> Data extract
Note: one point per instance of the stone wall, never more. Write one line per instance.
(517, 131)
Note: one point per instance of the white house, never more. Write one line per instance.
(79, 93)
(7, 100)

> What the task asks
Write out all of the records above line for line, without changing anything.

> Written response
Note: one point per instance of the stone wall, never more. Write one line per instance.
(517, 131)
Note: one point per instance of the white house, never more. Write one line per instance.
(79, 93)
(7, 100)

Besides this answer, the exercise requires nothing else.